Prompt -
Please retype every item below word for word, leaving out the pictures.

Data listing -
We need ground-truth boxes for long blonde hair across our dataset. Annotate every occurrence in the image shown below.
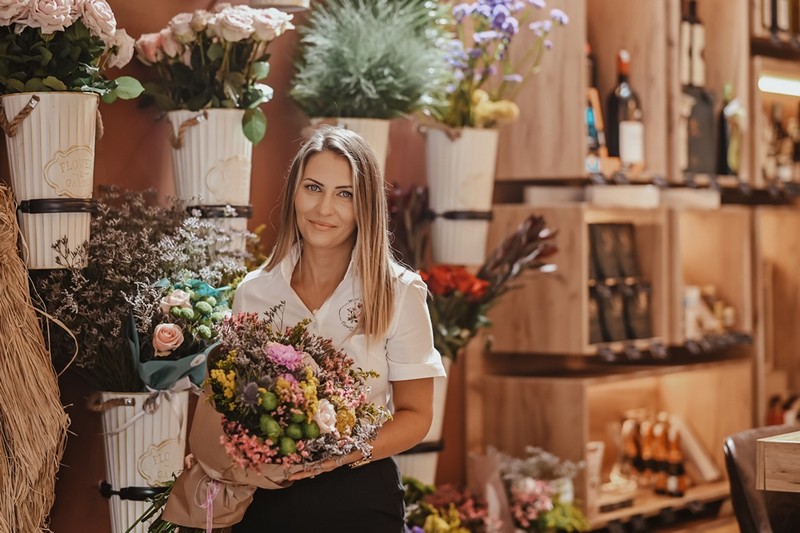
[264,126,394,339]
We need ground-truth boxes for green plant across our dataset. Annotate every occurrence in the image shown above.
[0,0,143,102]
[136,4,294,143]
[290,0,449,119]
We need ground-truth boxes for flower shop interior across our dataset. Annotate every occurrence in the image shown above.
[0,0,800,533]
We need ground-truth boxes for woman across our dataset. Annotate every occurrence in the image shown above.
[233,126,444,533]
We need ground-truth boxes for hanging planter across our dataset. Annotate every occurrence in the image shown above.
[425,128,498,266]
[311,118,392,177]
[0,92,98,269]
[89,390,189,533]
[394,357,453,485]
[167,109,253,251]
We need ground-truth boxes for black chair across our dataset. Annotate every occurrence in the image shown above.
[723,425,800,533]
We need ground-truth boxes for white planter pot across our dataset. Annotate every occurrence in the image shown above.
[425,128,498,266]
[311,118,392,177]
[167,109,253,250]
[394,357,452,485]
[0,92,98,269]
[101,391,189,533]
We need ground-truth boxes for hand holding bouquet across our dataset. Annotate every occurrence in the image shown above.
[162,304,389,527]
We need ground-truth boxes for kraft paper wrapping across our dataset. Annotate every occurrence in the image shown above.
[162,389,307,528]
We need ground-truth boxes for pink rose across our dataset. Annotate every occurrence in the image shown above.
[159,289,192,315]
[80,0,117,44]
[135,33,164,65]
[314,399,336,433]
[20,0,77,33]
[153,324,183,357]
[160,28,183,58]
[209,6,253,43]
[169,13,197,43]
[108,28,133,68]
[0,0,30,26]
[253,7,294,41]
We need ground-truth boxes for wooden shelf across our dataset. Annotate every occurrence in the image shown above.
[589,481,730,529]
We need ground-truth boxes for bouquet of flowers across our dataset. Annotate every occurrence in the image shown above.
[403,478,499,533]
[430,0,569,128]
[389,188,557,359]
[136,3,294,143]
[155,304,389,530]
[31,188,246,392]
[0,0,143,102]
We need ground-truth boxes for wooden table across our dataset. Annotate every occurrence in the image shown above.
[756,431,800,492]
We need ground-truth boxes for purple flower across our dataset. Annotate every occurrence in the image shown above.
[267,342,303,371]
[242,381,258,407]
[550,9,569,26]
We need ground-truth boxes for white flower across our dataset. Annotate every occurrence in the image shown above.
[0,0,29,26]
[79,0,117,45]
[159,289,192,315]
[20,0,76,33]
[169,13,196,44]
[314,399,336,434]
[209,6,253,43]
[108,28,134,68]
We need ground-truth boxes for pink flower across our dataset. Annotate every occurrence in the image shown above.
[135,33,164,65]
[209,6,253,43]
[79,0,117,44]
[0,0,30,26]
[25,0,77,33]
[108,28,134,68]
[153,324,183,357]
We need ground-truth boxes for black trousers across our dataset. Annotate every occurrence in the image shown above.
[233,458,404,533]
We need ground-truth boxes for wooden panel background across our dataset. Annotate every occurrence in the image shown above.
[496,0,596,180]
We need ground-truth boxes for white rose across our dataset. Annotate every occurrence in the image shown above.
[314,399,336,434]
[209,6,253,43]
[160,28,183,57]
[20,0,76,33]
[0,0,30,26]
[159,289,192,315]
[80,0,117,45]
[169,13,197,43]
[108,28,134,68]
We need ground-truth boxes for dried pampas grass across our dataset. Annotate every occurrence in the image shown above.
[0,184,69,532]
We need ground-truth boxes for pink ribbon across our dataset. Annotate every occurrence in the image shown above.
[200,479,220,533]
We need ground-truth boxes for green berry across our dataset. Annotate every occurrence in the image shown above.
[261,391,278,411]
[286,424,303,440]
[303,421,319,439]
[258,415,281,442]
[280,437,297,455]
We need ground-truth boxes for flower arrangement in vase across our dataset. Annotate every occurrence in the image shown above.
[136,4,294,143]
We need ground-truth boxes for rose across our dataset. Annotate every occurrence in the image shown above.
[209,6,253,43]
[79,0,117,44]
[108,28,134,68]
[20,0,76,33]
[0,0,29,26]
[160,289,192,315]
[153,324,183,357]
[314,398,336,434]
[169,13,197,43]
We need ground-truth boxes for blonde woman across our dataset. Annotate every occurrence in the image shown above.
[233,127,444,533]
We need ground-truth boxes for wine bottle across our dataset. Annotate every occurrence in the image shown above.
[606,50,644,168]
[717,83,736,176]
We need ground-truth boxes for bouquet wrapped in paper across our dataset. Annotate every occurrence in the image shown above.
[162,304,390,527]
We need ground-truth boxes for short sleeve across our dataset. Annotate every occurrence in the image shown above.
[386,272,445,381]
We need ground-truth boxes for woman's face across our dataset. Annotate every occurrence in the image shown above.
[294,152,356,252]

Task output -
We need ground-truth boxes for long blonde hair across our dataset. Annotate every occurrence in the image shown below.
[264,126,394,339]
We need ground-truth boxes for green plant across our dataset. Annotate every occurrence in the image shown above.
[0,0,143,102]
[136,4,294,143]
[290,0,449,119]
We need ground-truth boxes for flower shop interior across our dataset. Annotate every occurrence in the image shown above.
[0,0,800,533]
We need ground-truth boxes for woman across our dataset. Annotate every occurrence in the image shown above.
[233,126,444,533]
We need ground-truth boxes for hanging planter across our dataset. Annotate every occurrence in the image shown above.
[425,128,498,266]
[311,118,392,177]
[0,92,98,269]
[89,390,189,533]
[394,357,453,485]
[167,109,253,251]
We need ground-truth boxes for black chair across our dataset. Annotate every occurrence in the image shown above.
[723,425,800,533]
We need ground-truth boxes for white planter pot across our dataset. Annotate every occurrence in the image shown above.
[425,128,498,266]
[311,118,392,177]
[167,109,253,250]
[394,357,452,485]
[0,92,98,269]
[101,391,189,533]
We need ground-truth boxes for hand holding bouquet across our dataset. Annotate every occurrence in the image shown above.
[162,304,389,527]
We need ground-truth boxes for kraft paper wrapping across our dataset. Annotate every occurrence in the image shown above.
[162,389,307,528]
We need ground-truth boxes for pink rose across our dataset. Annotate every occurrence in the image shown above.
[159,289,192,315]
[80,0,117,44]
[135,33,164,65]
[314,399,336,433]
[20,0,77,33]
[153,324,183,357]
[160,28,183,58]
[209,6,253,43]
[169,13,197,43]
[108,28,133,68]
[0,0,30,26]
[253,7,294,41]
We need ground-truth boxes for wooden shelf across our dataset. Annotate every occurrence in the image shown above.
[589,481,730,529]
We need ground-truth boxes for bouquet of flowers across our dataset. Annotate every occurrence in the image shown above.
[403,478,499,533]
[430,0,569,128]
[389,188,557,359]
[136,3,294,143]
[155,304,389,530]
[31,188,246,392]
[0,0,143,102]
We need ground-truth boxes for wooden table across our dataset. Annotate every occurrence in the image shown above.
[756,431,800,492]
We need ground-truth boxes for purple flower across our dataset. Annotate every occurrence in the image shown above.
[267,342,303,371]
[242,381,258,407]
[550,9,569,26]
We need ground-truth boxes for white flower across our dataset. Annotate every occurrence in the image shown above.
[0,0,29,26]
[79,0,117,45]
[159,289,192,315]
[20,0,76,33]
[169,13,196,44]
[314,399,336,434]
[209,6,253,43]
[108,28,134,68]
We need ground-truth boxes for pink flower across our dataset. Annotate every occurrence in the image shown above.
[135,33,164,65]
[209,6,253,43]
[79,0,117,44]
[0,0,30,26]
[25,0,77,33]
[108,28,134,68]
[153,324,183,357]
We need ground-truth boxes for black trousers across our dataset. Annotate every occurrence in the image shown above.
[233,458,404,533]
We need ground-truth boxes for wooden panel background across our dataset. Annotate every occurrence in the image shown above.
[496,0,596,180]
We need ground-truth boxes for white rose across our dataset. Annotate every occurrence in the image shown above.
[314,399,336,434]
[209,6,253,43]
[160,28,183,57]
[20,0,76,33]
[0,0,30,26]
[159,289,192,315]
[80,0,117,45]
[169,13,197,43]
[108,28,134,68]
We need ground-truth boxes for dried pampas grass across our dataset. Annotate every occurrence in the image shown above.
[0,184,69,532]
We need ground-truth boxes for pink ribbon across our dataset. Annotate every occurrence in the image shown above.
[200,479,220,533]
We need ground-truth boxes for green berry across our dataset. Annotate every occurrence in the image shown above.
[261,391,278,411]
[286,424,303,440]
[303,421,319,439]
[258,415,281,442]
[280,437,297,455]
We need ground-truth boxes for flower arrangement in vase across our dataset. Annotate every occurrence in the image shown above.
[136,4,294,143]
We need ground-truth boxes for rose across our dataset. Annotate every occurrence in the image shown above.
[209,6,253,43]
[79,0,117,44]
[108,28,134,68]
[20,0,76,33]
[0,0,29,26]
[160,289,192,315]
[153,324,183,357]
[314,398,336,434]
[169,13,197,43]
We need ground-truth boxes for blonde woman across our dataset. Annotate every occurrence in the image shown above.
[233,127,444,533]
We need ground-truth boxes for wine bottle across our dataset. Annotate every occurrence in the image shown above.
[606,50,644,168]
[717,83,736,176]
We need ground-truth boxes for bouquet wrapped in paper across our dataset. Annotate every occurrence in the image shown above.
[162,304,390,527]
We need ground-truth boxes for short sleeve across our dataset. Annotate every occurrence in the image shown above.
[386,272,445,381]
We need ground-truth boxes for woman's face across our dataset. Annotate every occurrence in the image shown above.
[294,152,356,252]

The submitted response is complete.